- Aim
Every entry that follows needs to be repeated exactly.

Location annotation dataset excerpts:
────────────────
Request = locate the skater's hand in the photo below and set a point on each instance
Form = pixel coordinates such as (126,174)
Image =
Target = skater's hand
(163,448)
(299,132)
────────────────
- Solution to this problem
Request = locate the skater's hand in the photo below and set a point on each instance
Form = pixel coordinates such as (126,174)
Image =
Target = skater's hand
(163,448)
(299,132)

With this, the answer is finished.